Stored data

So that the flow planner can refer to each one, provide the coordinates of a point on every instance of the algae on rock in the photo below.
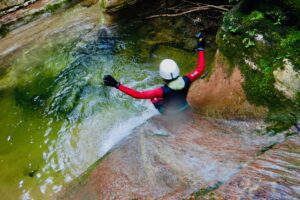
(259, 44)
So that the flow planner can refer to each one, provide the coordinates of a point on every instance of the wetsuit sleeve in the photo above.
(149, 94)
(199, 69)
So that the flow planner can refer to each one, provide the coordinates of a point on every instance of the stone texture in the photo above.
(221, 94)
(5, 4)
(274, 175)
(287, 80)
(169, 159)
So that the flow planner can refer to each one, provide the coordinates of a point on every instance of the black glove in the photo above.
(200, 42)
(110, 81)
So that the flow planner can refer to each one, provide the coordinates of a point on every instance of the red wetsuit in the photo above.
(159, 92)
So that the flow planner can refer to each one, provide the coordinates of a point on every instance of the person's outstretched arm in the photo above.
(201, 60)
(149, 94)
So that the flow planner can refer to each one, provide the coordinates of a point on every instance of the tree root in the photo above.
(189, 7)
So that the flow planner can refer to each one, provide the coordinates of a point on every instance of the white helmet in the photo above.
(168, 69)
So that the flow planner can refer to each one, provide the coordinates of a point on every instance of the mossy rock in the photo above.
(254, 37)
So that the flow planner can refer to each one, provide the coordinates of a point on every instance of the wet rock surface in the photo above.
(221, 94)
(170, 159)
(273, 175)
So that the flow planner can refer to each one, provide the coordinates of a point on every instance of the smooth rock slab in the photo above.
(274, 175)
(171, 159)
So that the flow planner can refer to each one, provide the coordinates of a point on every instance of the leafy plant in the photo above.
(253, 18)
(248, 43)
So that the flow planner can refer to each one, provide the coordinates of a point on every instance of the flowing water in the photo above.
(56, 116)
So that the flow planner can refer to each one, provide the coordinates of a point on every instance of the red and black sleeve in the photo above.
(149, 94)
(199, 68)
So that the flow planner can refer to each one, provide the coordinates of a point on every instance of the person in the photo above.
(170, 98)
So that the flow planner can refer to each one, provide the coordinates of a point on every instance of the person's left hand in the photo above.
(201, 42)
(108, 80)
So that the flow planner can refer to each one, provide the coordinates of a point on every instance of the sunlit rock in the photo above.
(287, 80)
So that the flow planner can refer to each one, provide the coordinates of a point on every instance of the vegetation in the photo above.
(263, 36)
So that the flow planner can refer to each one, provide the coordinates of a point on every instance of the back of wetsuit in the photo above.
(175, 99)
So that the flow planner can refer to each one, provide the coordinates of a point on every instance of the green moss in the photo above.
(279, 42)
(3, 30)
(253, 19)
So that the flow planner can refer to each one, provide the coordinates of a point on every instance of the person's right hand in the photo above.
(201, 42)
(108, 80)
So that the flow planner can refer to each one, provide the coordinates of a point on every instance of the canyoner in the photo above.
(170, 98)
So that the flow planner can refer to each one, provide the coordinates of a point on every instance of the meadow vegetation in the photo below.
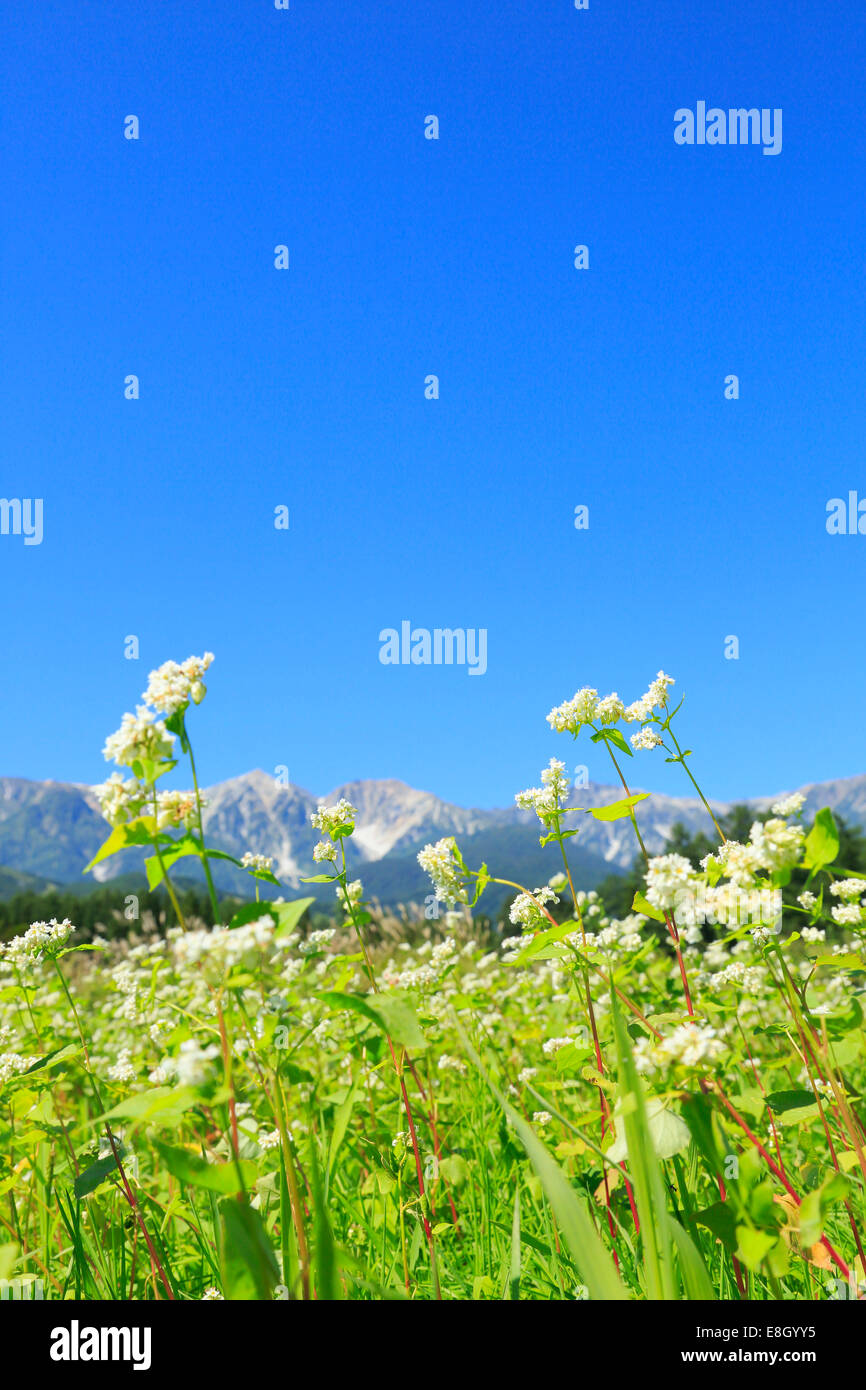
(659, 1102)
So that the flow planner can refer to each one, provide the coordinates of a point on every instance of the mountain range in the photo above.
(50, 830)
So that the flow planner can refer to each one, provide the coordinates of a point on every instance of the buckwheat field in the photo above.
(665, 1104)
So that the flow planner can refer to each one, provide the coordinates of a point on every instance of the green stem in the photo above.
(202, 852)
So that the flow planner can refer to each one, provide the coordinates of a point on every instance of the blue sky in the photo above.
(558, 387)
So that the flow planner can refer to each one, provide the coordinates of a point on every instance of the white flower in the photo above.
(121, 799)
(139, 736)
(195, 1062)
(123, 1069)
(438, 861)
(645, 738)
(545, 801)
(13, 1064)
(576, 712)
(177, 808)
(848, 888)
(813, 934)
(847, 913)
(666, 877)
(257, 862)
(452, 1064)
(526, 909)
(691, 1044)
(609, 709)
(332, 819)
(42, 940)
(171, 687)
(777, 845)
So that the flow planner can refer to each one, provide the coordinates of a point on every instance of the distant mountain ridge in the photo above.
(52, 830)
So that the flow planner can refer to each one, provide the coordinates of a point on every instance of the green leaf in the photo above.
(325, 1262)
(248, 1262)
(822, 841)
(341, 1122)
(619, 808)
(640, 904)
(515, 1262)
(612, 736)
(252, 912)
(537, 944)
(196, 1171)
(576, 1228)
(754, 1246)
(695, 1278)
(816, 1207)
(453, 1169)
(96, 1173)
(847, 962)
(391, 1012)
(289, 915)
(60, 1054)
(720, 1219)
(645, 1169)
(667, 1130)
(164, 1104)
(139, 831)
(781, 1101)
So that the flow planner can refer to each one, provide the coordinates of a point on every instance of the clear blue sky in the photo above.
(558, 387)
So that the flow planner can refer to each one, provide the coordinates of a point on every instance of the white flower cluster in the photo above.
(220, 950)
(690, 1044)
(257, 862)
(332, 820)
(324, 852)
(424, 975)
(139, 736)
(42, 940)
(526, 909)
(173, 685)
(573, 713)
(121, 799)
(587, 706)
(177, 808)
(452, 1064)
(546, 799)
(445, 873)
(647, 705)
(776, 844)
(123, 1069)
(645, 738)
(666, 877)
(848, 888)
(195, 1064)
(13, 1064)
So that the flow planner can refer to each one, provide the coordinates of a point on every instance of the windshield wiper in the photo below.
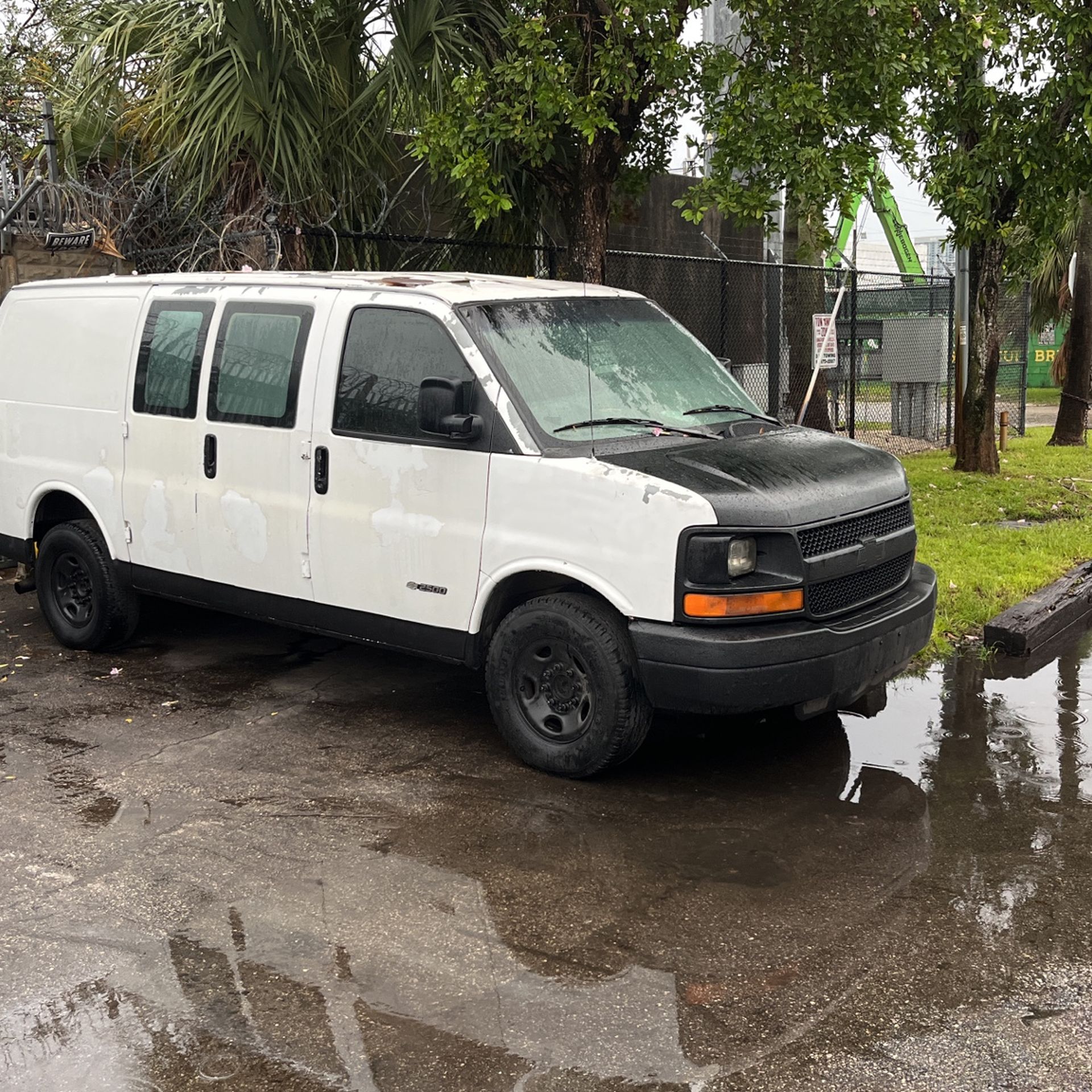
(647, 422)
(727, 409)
...
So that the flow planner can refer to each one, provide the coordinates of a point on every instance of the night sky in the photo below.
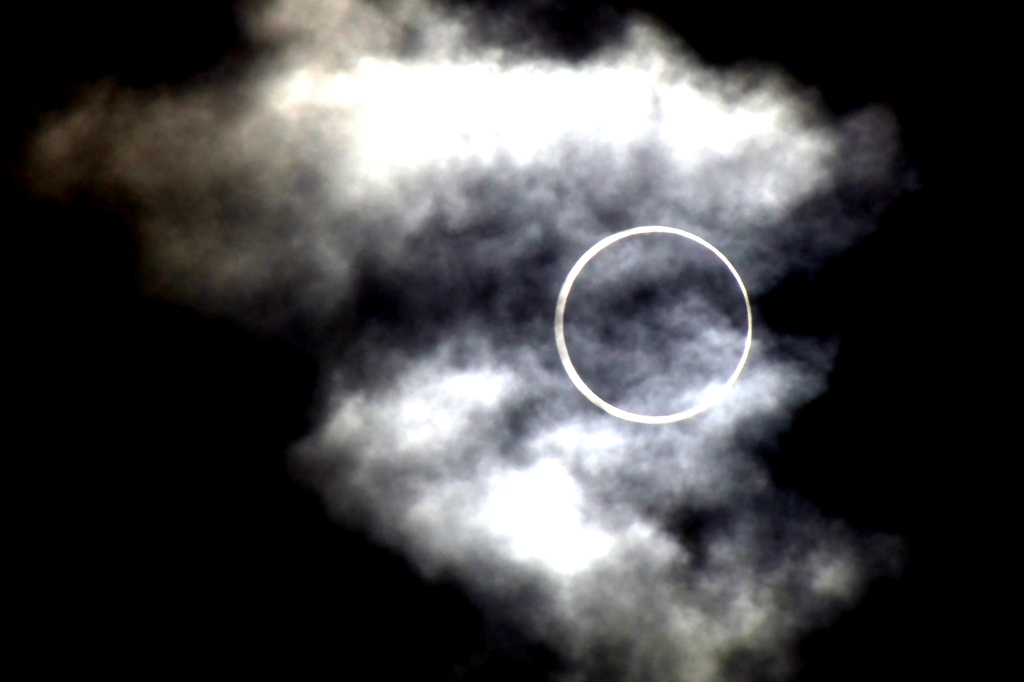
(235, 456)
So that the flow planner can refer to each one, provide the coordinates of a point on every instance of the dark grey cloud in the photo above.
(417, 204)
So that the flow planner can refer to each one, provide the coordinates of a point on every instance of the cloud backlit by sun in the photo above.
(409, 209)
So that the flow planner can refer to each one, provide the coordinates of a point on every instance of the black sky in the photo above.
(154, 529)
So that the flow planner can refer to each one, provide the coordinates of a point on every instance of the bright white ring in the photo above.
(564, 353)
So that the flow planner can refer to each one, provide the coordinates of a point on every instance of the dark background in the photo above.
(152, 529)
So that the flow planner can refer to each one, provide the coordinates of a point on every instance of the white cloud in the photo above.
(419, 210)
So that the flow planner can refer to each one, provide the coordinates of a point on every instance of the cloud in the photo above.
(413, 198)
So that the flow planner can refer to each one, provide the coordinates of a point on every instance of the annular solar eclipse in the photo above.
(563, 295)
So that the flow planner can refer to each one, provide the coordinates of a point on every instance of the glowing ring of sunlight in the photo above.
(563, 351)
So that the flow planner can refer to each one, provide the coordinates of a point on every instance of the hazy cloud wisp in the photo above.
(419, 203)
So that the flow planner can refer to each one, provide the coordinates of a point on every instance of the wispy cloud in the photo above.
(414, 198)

TASK: Find every line of the entries above that contains the string "person", matching case exactly, and copy each of those lines in full.

EXERCISE ANSWER:
So that the flow planner can refer to each one, provide the coordinates of a point on every instance of the person's outstretched arm in the photo above.
So that the flow planner can refer to each one, provide the coordinates of a point on every instance of the person in the photo above.
So that the flow planner can refer to each one, provide the coordinates of a point on every instance of the person's left hand in the photo above.
So that the flow planner can refer to each one, provide the coordinates of a point on every instance of the person's right hand in the photo above.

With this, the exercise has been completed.